═══ Text section
[Colloq] Talk: Interference-Based Privacy Guarantees for Differentially Private Mechanisms | Robert Kleinberg, Cornell University and Microsoft Research New England | Tuesday, November 10, 12noon | 366 WVH

Walker, Lashauna la.walker at neu.edu
Thu Nov 5 16:30:04 EST 2015


CCIS Colloquium and Theory Seminar

SPEAKER: Robert Kleinberg
         Cornell University and Microsoft Research New England

TITLE: Inference-Based Privacy Guarantees for Differentially Private Mechanisms

TIME: Tuesday, Nov 10, 12 noon

PLACE: 366 WVH

ABSTRACT:

How much information can be learnt about an individual by observing the outcome of a computation? If the computation is differentially private, the answer is: "not much more than if the individual's data had been excluded from the input." A stronger notion of privacy, originally propounded by Dalenius in the 1970's, requires instead that it should not be possible to learn much more about an individual than if the outcome of the computation had never been revealed. Simple examples, as well as a general impossibility theorem of Dwork and Naor, preclude the possibility of supplying this stronger "inferential" guarantee against attackers with arbitrary auxiliary information, assuming the computation is at least minimally useful.

In this talk we revisit the notion of inferential privacy and ask: under what limitations on the adversary's side information can we deduce an inferential guarantee from a differential one? We model the adversary's side information as a prior distribution over datasets (or, more generally, a set of possible priors) and prove two main results. The first result pertains to distributions that satisfy a natural positive-affiliation condition, and gives an upper bound on the inferential privacy guarantee for any differentially private mechanism. This upper bound is matched by a simple mechanism that adds Laplace noise to the sum of the data. The second result pertains to distributions that have weak correlations, defined in terms of a suitable "influence matrix". The result provides an upper bound for inferential privacy in terms of the differential privacy parameter and the spectral norm of this matrix.
══════
═══ Supplied information
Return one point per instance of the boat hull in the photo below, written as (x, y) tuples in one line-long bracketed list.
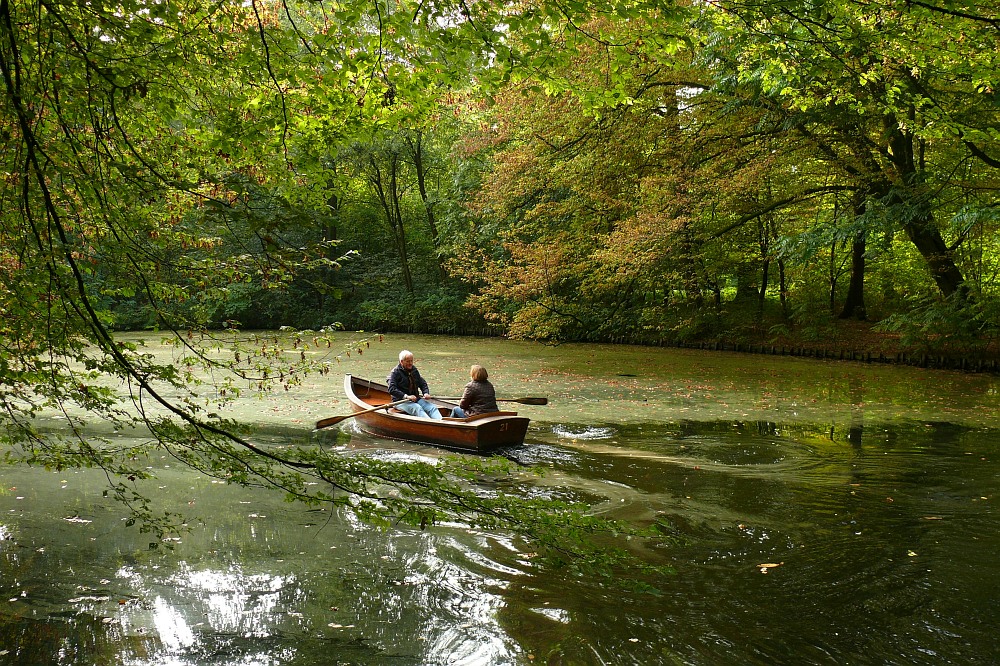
══════
### Jobs
A: Please decide whether each statement agrees with the colloquium announcement, answering yes or no and quoting the deciding words. (i) The talk takes place in room 366 WVH. (ii) The stronger notion of privacy was originally propounded by Dwork and Naor. (iii) The upper bound in the first result is matched by a mechanism that adds Laplace noise to the sum of the data.
B: Write the next part of the colloquium announcement on privacy guarantees, starting after its final sentence.

### Written responses
A:
(i) Yes: "PLACE: 366 WVH"
(ii) No: "originally propounded by Dalenius in the 1970's"
(iii) Yes: "This upper bound is matched by a simple mechanism that adds Laplace noise to the sum of the data."

B:
BIO:

Bobby Kleinberg <http://www.cs.cornell.edu/~rdk/> is an Associate Professor of Computer Science at Cornell University and a Principal Researcher at Microsoft Research New England. His research studies the design and analysis of algorithms, and their applications to economics, networking, information retrieval, and other areas. Prior to receiving his doctorate from MIT in 2005, Kleinberg spent three years at Akamai Technologies, where he assisted in designing the world's largest Internet Content Delivery Network. He is the recipient of a Microsoft Research New Faculty Fellowship, an Alfred P. Sloan Foundation Fellowship, and an NSF CAREER Award.


Thank You.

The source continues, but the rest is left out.